--- DATASET EXTRACT ---

>> begin

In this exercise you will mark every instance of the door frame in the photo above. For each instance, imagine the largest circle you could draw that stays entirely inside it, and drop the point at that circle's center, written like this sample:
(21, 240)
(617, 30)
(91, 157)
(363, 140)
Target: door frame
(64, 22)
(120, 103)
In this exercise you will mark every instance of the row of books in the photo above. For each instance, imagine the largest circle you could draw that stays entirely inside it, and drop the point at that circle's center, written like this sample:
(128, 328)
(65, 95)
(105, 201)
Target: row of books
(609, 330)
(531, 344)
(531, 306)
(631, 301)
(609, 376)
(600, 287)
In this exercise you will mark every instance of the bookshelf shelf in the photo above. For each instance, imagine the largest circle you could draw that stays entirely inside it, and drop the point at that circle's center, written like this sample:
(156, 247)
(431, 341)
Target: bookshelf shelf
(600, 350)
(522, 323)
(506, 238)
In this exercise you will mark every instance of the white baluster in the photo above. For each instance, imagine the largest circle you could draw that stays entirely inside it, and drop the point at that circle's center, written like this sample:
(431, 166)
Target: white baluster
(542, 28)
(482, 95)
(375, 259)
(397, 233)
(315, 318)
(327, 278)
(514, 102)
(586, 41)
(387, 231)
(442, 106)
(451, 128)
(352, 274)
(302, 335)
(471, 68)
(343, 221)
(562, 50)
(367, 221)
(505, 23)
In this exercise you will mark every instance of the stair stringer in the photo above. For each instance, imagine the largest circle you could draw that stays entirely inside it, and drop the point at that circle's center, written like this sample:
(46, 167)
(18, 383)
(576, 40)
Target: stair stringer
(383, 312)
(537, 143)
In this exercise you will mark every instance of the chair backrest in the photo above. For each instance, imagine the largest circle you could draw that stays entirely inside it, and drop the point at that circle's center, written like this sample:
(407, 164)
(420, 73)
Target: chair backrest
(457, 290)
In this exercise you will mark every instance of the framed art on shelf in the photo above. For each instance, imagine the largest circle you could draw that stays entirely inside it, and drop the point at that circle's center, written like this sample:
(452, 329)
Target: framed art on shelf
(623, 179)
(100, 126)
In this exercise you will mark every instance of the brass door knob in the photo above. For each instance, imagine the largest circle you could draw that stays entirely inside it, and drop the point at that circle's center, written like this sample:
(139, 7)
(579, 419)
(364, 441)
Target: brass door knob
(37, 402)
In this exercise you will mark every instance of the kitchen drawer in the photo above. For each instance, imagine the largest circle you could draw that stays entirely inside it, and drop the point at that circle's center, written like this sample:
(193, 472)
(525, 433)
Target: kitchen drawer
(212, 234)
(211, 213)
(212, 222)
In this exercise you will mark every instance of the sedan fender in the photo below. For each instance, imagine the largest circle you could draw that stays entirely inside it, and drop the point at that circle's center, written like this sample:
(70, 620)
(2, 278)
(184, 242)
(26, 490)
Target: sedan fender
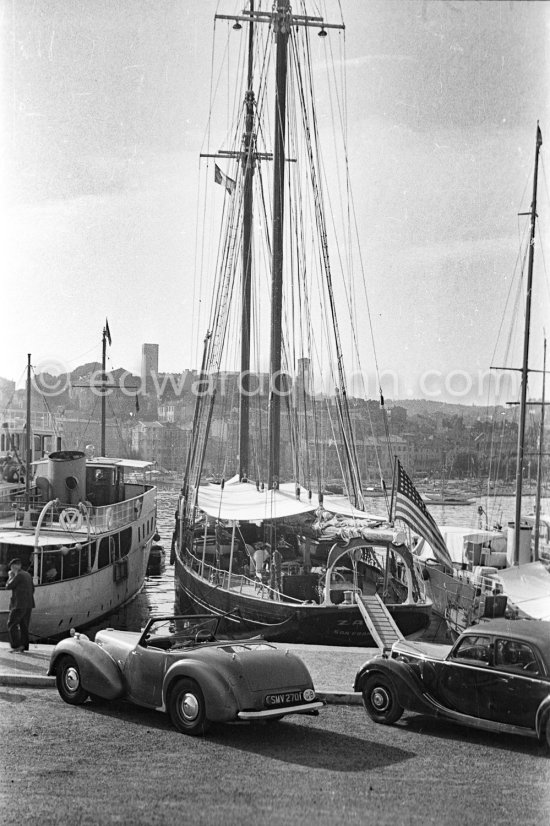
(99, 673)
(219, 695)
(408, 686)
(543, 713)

>> end

--- JOB ---
Can you reproduce all of the lines above word for word, leaving out the pictures?

--- REPLY TO THE EXERCISE ---
In this exercise you will mark every instance of the door frame in the photo above. For each instance, imagine the largest circle you could draw that stays entirely inside it, and drop the point at that circle's center, written like this sample:
(21, 240)
(617, 30)
(91, 157)
(363, 140)
Target: door frame
(64, 22)
(120, 103)
In this exercise you will mark every instance of the row of books in the photo above. For each instance, imagine the largest circle you could draw that stays entirely inside it, and drop the point at that circle's center, written like this sample:
(128, 328)
(65, 95)
(105, 201)
Target: row of books
(609, 330)
(531, 344)
(531, 306)
(631, 301)
(609, 376)
(600, 287)
In this exercise you will mark every instance of the bookshelf shelf in the photo above. For each instance, imagine the largest circle you could draw that stays entirely inside it, and drop the point at that circle's center, written like this sample:
(156, 247)
(431, 341)
Target: bookshelf shelf
(600, 350)
(522, 323)
(506, 238)
In this exercise you will mark every instance of the white baluster in the photo above. For each instance, imagine the largest circle you could draw that stays entirely inside it, and drop the point at that circle's center, written like this sample:
(431, 166)
Target: white baluster
(542, 28)
(482, 95)
(375, 259)
(397, 233)
(315, 318)
(327, 278)
(514, 102)
(586, 41)
(387, 231)
(442, 106)
(451, 128)
(352, 274)
(302, 335)
(471, 68)
(343, 221)
(562, 50)
(367, 221)
(505, 23)
In this exercise you will mark every instance of the stair stringer in the photo above. For each instance, imagine the largest circle you could draw that stays entirely inside it, and drop the point at that circle's center, written like this sample:
(46, 167)
(18, 383)
(576, 40)
Target: stair stringer
(383, 312)
(537, 143)
In this exercise you will mark every instance of the chair backrest in the photo above. For each instance, imagine the largest circle you could draw that stays entirely inside it, and drop the point at that circle's center, written like this sample:
(407, 164)
(420, 73)
Target: chair backrest
(457, 290)
In this exercise you will mark every instance of the framed art on shelf in the photo above. For each instance, imagine the largest circle you could draw that stays entirely inside it, and drop the point at that circle's center, written like this sample:
(452, 329)
Target: framed art on shelf
(623, 179)
(100, 126)
In this exercise you will mark every instance of the brass door knob in the photo above. For each instance, imagine the largest circle you could draw that stays entirely inside it, and drop the point at that circle's center, written like this sample:
(139, 7)
(579, 419)
(364, 441)
Target: brass door knob
(37, 402)
In this exercise you will mark every instance of the kitchen drawer in the photo above. For each instance, imagine the largest circle you could draw that stays entirely inside it, and drop the point at that circle's center, written like this sample:
(193, 472)
(525, 433)
Target: kitchen drawer
(212, 234)
(211, 213)
(212, 222)
In this exercise you will mark every instance of the sedan fender in the photo below. For each instance, imagine the largest circle you could draw that stays entirely inside it, and drop the point at that circle's center, written like this sample:
(70, 620)
(2, 278)
(184, 242)
(26, 490)
Target: sedan fender
(99, 673)
(219, 695)
(408, 686)
(543, 713)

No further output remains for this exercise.